- Exercise description -
Reproduce the records below word for word, beginning with the first line of the records and ending after the line that contains "pixel 1283 172".
━━━━━ Supplied records
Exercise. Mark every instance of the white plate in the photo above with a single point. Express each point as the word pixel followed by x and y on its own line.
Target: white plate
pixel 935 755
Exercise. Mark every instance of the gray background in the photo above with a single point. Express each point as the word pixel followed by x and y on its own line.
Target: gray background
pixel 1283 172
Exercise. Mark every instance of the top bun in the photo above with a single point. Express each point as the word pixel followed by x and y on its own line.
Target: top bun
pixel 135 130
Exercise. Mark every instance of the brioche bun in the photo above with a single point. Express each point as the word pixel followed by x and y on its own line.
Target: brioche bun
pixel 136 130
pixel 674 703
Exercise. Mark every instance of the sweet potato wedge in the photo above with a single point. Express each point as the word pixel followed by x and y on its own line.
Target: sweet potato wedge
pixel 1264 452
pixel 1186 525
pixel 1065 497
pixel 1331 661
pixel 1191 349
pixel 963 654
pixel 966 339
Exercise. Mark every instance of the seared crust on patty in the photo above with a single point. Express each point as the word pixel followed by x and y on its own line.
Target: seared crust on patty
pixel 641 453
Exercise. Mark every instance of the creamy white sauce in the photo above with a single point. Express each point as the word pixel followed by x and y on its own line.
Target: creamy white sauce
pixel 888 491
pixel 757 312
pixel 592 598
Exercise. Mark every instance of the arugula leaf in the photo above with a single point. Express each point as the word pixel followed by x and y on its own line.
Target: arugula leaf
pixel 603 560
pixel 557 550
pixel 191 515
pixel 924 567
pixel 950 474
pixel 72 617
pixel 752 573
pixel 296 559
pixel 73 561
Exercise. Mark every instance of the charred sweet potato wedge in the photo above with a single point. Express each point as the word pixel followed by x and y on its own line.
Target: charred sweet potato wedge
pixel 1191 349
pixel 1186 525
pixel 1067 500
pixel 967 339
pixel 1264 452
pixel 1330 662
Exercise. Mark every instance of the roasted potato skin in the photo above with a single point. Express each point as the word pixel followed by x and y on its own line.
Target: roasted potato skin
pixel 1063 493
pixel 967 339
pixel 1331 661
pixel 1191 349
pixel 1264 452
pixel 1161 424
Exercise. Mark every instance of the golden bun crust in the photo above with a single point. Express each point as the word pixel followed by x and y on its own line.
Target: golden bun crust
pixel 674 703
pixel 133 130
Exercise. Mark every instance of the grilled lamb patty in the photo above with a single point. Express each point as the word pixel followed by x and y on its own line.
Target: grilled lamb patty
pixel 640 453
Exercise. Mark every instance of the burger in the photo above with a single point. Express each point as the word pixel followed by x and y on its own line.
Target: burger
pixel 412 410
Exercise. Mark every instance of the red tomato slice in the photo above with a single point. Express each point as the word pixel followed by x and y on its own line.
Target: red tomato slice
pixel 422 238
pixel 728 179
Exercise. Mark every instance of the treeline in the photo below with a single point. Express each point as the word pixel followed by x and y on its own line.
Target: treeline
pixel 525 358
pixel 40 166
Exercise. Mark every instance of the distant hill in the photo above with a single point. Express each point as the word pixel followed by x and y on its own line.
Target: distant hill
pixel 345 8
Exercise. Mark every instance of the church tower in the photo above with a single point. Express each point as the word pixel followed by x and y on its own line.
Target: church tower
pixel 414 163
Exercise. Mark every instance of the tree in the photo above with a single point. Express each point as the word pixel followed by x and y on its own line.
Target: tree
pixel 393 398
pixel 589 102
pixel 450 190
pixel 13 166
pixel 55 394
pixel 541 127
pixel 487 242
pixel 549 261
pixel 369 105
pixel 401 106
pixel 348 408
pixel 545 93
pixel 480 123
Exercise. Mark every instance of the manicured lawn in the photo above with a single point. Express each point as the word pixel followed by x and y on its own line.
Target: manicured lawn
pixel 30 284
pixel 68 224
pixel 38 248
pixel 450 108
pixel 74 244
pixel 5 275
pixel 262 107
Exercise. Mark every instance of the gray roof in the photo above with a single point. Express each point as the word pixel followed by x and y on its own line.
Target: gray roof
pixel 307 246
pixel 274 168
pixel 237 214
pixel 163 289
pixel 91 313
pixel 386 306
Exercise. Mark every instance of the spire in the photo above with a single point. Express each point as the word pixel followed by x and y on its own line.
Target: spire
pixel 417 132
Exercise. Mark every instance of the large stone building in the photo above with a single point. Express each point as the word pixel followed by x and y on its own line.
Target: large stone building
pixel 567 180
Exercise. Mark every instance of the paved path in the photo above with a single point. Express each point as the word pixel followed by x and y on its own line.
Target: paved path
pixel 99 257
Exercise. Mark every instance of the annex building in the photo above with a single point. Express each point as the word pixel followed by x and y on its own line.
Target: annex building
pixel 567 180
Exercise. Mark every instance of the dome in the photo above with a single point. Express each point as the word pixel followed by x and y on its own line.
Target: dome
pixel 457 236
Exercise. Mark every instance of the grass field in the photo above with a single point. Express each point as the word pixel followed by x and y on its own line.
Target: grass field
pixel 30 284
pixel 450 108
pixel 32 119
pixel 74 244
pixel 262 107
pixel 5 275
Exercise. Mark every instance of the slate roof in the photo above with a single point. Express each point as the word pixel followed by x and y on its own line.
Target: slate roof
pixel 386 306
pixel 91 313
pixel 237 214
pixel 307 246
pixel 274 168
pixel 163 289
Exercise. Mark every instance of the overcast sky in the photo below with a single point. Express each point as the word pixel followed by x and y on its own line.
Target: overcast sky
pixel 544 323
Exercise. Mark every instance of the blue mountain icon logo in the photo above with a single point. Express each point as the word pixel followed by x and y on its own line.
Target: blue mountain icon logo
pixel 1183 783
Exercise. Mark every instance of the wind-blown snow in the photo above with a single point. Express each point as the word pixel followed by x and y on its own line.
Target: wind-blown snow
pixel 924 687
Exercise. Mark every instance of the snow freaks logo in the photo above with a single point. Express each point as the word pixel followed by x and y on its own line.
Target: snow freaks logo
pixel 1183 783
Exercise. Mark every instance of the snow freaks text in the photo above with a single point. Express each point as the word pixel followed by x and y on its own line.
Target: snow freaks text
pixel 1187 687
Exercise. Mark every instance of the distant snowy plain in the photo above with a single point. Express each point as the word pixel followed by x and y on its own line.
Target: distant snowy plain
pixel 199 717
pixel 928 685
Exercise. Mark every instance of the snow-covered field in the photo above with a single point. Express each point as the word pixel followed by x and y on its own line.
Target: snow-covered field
━━━━━━━━━━
- Final answer -
Exercise. Mark every instance of the white plate in the photo above with a single point. Express each point as the word pixel followed by x and y on its own line.
Target: white plate
pixel 935 755
Exercise. Mark every instance of the gray background in the photo above with a single point. Express each point as the word pixel followed by x and y on its own line.
Target: gray background
pixel 1283 172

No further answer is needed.